Exercise brief: Write out the lines below exactly as they appear, beginning with the line that contains "Point to the shadow" and continuing through the final line, with both of those lines included.

__________________________________________________

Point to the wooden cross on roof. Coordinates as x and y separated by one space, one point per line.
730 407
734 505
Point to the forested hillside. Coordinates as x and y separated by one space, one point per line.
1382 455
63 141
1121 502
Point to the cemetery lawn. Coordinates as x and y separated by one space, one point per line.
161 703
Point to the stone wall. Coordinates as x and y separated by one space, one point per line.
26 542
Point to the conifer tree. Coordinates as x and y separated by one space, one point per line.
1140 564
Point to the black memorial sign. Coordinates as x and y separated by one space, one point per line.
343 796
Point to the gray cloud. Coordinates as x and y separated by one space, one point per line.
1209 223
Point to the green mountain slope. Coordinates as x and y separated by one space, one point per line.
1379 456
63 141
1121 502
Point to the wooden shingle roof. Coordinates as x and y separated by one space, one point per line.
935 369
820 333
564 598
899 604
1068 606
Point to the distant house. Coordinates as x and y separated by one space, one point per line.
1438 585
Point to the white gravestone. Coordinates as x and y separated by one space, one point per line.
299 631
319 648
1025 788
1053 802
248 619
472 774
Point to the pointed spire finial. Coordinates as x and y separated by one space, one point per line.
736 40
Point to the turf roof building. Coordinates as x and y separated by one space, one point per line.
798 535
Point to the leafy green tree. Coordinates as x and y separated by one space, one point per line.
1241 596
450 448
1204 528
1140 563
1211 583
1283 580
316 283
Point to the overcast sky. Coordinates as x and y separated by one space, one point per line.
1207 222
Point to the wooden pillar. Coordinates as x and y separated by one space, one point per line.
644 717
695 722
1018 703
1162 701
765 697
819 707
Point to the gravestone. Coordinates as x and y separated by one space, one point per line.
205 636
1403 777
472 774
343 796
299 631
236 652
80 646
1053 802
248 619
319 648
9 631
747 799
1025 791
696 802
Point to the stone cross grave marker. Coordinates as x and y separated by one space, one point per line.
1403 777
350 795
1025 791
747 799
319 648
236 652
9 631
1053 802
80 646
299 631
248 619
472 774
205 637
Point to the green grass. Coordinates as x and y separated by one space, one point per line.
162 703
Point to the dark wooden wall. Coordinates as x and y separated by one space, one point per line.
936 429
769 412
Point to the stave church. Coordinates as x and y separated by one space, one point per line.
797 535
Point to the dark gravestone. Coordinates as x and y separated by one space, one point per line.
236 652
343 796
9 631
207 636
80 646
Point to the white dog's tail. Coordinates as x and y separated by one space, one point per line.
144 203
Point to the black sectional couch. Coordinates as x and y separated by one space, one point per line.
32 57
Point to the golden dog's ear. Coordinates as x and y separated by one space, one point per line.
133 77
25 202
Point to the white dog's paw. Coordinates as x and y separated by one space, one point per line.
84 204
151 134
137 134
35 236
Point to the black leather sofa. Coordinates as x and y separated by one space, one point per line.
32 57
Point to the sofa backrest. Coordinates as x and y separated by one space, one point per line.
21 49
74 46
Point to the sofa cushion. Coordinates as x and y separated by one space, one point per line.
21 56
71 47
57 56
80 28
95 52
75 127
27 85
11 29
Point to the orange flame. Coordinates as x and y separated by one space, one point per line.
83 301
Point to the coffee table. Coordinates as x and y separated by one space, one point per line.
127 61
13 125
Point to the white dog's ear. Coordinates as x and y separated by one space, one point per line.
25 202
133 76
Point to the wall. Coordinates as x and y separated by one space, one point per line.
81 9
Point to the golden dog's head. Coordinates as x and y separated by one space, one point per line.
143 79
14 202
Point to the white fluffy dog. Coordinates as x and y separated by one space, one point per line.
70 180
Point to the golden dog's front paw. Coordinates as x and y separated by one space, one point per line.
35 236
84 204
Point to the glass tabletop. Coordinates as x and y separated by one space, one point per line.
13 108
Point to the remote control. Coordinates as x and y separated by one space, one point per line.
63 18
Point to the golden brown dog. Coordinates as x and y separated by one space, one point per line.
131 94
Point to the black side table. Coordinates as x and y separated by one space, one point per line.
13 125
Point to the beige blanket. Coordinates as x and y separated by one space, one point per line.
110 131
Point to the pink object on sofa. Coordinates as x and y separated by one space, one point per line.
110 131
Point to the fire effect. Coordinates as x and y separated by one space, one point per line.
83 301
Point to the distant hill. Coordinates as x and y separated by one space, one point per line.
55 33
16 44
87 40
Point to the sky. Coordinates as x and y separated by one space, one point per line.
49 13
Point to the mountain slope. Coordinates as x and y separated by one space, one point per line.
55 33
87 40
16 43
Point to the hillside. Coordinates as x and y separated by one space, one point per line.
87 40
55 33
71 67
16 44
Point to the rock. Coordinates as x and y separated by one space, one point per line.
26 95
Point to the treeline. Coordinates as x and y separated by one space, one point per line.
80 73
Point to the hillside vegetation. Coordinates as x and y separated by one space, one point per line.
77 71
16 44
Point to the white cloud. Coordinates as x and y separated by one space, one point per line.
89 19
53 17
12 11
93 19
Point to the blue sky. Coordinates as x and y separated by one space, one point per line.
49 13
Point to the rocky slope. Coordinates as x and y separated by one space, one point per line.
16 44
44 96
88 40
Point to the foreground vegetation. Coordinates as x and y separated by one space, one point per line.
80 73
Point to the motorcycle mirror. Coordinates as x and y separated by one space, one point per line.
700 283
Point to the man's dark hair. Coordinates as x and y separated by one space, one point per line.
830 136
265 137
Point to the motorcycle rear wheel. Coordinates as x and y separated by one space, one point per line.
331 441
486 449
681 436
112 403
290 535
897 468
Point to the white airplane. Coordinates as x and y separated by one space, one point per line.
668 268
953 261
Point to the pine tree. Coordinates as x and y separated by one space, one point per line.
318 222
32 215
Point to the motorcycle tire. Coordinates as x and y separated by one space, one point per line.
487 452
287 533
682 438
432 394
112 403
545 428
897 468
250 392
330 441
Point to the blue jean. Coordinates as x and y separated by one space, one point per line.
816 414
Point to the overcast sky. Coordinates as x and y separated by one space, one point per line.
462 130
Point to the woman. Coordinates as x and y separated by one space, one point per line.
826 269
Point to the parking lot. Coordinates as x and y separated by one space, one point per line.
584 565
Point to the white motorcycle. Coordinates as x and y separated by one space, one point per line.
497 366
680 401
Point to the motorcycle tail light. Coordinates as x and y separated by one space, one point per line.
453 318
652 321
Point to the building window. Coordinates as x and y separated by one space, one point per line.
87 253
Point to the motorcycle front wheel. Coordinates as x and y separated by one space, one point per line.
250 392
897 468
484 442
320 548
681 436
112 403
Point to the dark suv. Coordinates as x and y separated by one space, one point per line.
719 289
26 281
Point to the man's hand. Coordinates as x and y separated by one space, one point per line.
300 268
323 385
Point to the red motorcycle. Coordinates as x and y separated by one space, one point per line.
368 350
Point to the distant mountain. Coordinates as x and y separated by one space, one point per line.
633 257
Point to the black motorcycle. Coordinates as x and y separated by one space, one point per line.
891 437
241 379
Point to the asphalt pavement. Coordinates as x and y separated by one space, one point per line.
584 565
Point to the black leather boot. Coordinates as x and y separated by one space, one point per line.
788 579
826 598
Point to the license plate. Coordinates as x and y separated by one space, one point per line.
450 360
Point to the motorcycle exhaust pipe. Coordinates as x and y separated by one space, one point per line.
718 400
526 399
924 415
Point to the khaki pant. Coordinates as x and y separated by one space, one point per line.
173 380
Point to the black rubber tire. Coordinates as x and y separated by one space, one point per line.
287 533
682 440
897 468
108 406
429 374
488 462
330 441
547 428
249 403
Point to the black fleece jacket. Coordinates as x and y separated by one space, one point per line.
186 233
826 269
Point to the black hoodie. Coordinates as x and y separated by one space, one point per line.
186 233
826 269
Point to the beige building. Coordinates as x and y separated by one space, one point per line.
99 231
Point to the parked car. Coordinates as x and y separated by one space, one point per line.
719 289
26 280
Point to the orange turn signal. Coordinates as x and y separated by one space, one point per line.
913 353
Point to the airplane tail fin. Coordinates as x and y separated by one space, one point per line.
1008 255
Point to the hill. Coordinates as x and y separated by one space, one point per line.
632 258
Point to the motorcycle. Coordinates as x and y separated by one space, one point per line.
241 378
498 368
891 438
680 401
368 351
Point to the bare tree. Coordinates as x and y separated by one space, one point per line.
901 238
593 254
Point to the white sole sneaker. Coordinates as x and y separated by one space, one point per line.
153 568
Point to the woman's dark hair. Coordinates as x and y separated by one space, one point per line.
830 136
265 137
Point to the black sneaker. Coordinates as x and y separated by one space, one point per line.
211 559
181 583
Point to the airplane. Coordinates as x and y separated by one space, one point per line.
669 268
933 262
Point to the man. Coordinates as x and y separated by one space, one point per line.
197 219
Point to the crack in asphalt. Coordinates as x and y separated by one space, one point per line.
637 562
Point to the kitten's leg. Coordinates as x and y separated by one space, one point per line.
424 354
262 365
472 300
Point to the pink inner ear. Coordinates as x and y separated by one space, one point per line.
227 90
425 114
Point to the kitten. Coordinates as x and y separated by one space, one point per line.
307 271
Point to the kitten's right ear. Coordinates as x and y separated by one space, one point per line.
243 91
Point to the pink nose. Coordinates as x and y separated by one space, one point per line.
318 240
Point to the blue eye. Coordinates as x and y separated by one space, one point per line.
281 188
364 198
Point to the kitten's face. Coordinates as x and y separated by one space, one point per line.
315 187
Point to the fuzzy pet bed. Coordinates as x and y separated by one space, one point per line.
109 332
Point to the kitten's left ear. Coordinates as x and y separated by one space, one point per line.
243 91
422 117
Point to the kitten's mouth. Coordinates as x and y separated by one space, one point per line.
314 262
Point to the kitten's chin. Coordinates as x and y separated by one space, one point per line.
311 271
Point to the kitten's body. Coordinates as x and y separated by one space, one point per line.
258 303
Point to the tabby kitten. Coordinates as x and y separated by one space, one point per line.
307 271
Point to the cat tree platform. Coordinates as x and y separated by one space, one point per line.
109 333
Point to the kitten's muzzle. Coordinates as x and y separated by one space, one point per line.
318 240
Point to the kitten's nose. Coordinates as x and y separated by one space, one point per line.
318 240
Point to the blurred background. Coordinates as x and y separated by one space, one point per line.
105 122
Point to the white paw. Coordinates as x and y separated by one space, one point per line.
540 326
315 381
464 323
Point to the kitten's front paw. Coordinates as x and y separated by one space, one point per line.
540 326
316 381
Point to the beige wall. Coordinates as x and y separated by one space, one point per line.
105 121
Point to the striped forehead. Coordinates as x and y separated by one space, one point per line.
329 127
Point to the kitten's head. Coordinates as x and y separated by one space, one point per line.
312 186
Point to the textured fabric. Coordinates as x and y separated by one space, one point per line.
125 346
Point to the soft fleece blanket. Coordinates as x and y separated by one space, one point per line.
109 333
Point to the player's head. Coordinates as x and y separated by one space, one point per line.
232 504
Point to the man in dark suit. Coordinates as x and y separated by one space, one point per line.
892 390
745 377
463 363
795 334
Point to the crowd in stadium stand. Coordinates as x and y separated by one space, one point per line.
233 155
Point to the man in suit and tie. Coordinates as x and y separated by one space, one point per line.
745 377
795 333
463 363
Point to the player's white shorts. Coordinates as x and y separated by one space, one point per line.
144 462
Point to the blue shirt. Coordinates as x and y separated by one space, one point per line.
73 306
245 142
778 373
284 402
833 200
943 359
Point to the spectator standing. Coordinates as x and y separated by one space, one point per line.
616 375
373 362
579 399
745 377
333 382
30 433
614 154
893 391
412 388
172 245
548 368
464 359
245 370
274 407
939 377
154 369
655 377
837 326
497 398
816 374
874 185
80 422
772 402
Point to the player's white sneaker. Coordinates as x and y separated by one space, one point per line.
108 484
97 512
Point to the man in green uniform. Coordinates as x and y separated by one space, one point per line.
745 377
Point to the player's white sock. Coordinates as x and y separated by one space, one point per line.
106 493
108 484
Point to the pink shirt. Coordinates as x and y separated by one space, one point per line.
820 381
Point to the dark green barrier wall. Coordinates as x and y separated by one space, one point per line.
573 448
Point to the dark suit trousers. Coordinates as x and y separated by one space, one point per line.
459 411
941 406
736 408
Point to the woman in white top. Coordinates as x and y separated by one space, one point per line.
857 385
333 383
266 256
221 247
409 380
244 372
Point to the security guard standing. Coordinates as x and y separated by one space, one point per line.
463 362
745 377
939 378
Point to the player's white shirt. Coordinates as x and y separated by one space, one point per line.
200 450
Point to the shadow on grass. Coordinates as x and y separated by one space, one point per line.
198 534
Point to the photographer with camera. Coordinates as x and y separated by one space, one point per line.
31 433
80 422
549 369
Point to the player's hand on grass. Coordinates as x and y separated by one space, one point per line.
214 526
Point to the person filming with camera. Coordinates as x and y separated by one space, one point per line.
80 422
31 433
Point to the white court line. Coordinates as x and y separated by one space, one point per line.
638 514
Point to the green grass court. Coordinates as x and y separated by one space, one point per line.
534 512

__________________________________________________

Reply:
Point to the shadow on grass. Coordinates as x and y separated by one space, one point per line.
198 534
Point to the photographer with camera. Coordinates as x and y separated by one space, one point per line.
31 433
80 422
549 369
Point to the player's hand on grass. Coordinates as x and y separated by one space, one point per line.
214 526
Point to the person filming with camera. Coordinates as x and y separated by one space, one point per line.
80 422
31 433
Point to the white court line. Coordinates as x and y separated by one space, one point per line.
638 514
Point to the green grass court. Coordinates as x and y separated by one space, one point per line.
534 512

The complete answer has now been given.